**RECORDS SUPPLIED**
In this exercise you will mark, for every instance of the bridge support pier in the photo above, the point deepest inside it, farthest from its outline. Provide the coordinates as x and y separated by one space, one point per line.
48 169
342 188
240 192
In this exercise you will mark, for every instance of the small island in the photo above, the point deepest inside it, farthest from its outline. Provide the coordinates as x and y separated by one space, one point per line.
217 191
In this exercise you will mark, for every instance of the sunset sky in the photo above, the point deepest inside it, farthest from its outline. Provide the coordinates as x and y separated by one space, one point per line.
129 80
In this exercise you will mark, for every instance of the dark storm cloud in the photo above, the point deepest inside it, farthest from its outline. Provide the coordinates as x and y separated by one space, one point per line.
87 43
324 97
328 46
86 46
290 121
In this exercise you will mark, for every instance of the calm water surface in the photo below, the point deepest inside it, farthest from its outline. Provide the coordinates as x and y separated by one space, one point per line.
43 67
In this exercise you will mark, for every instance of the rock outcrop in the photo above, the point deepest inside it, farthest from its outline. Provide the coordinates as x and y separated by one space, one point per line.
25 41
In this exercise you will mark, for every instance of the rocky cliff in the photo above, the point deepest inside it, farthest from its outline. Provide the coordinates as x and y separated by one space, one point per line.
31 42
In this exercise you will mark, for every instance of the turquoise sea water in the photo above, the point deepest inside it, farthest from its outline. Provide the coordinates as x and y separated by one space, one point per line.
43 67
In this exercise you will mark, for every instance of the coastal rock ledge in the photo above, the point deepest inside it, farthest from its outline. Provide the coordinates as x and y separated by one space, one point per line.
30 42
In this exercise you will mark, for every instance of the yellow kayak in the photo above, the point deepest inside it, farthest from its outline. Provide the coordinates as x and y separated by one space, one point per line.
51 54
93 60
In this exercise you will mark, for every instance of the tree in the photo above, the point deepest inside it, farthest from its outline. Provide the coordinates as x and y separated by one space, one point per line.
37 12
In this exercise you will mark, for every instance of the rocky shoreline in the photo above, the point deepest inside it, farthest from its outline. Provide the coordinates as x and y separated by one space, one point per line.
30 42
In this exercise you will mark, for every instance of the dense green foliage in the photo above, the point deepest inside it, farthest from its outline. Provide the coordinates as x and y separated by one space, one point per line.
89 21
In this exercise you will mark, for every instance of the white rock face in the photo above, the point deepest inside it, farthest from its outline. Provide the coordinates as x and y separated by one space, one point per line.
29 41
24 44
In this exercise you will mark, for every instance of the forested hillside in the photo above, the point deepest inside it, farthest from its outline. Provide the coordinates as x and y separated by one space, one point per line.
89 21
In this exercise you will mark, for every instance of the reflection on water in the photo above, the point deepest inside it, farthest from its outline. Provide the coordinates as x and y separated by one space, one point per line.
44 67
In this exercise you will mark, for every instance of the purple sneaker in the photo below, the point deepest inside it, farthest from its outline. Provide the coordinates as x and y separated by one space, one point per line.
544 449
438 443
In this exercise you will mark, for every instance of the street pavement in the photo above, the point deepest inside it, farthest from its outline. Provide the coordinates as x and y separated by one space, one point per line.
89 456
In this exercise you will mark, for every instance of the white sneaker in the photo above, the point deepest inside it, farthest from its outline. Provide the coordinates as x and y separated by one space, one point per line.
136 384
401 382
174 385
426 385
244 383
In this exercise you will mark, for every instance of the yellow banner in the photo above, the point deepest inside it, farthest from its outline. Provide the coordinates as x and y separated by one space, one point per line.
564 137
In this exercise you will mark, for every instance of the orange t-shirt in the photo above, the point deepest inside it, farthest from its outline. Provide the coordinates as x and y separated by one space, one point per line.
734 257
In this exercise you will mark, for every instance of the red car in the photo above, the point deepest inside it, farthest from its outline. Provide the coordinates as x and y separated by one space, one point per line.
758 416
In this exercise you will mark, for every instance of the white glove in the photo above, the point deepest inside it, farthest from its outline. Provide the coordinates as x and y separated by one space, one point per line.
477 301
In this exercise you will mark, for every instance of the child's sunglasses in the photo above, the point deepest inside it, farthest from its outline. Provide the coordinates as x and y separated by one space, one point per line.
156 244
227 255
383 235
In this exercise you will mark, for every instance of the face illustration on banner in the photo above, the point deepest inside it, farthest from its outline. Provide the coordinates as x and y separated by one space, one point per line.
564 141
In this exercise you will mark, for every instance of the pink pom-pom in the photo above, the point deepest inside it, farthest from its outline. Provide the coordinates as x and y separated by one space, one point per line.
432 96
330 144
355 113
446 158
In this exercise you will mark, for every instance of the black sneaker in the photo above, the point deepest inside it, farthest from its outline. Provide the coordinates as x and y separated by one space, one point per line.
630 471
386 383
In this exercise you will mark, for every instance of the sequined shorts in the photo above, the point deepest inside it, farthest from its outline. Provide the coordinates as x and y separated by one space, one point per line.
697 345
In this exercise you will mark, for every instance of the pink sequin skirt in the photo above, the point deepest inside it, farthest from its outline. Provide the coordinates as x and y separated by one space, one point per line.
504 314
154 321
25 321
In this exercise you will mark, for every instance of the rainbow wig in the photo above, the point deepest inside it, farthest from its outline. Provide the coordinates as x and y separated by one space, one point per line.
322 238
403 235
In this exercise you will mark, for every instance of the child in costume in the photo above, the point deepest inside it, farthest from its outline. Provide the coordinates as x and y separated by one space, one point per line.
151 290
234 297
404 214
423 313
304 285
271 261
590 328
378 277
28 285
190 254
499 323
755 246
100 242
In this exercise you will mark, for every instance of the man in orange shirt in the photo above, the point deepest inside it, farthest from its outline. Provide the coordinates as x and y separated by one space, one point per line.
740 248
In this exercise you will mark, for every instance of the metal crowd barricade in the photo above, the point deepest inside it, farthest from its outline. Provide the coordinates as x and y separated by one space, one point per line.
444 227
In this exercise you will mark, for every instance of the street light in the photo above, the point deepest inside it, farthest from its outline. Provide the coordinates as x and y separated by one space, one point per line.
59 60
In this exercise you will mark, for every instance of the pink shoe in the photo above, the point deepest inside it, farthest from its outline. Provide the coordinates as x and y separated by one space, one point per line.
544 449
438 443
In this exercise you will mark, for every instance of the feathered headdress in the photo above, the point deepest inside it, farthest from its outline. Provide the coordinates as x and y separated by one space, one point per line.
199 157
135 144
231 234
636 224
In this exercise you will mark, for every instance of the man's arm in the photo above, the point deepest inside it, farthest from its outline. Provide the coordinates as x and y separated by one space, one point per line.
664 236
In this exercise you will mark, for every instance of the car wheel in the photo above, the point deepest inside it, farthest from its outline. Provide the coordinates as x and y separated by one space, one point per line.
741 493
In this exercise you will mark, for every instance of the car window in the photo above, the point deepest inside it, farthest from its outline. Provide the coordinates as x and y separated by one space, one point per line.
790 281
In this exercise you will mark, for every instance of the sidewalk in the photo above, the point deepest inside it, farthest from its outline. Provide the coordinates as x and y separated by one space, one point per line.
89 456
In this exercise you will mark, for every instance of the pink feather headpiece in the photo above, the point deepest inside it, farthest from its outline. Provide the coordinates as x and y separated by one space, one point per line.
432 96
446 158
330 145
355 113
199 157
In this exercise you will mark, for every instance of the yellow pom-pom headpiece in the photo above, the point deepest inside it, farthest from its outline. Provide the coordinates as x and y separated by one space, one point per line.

**TASK OBJECTIVE**
Copy exactly the lines of the listing above, beginning at the line with "of the sidewalk" and ending at its final line; write out nothing else.

**FULL SOLUTION**
In this exercise you will mark, for every instance of the sidewalk in the photo above, the point deepest inside it, farthest from its outline. Provide the coordinates as x and y separated by one space, one point per line.
89 456
In this exercise you will mark, for every instance of the pink feather headpiece in the photo above, the point deepest inside it, farthest from its outline. Provide the coordinates as x and y separated by one space, one point per line.
432 96
446 158
330 145
355 113
199 157
In this exercise you will mark, for every instance of the yellow pom-pom headpiece in the photo above, the point deepest inside it, farthest from its outline. Provide the coordinates as x and y separated by one space, one point per line.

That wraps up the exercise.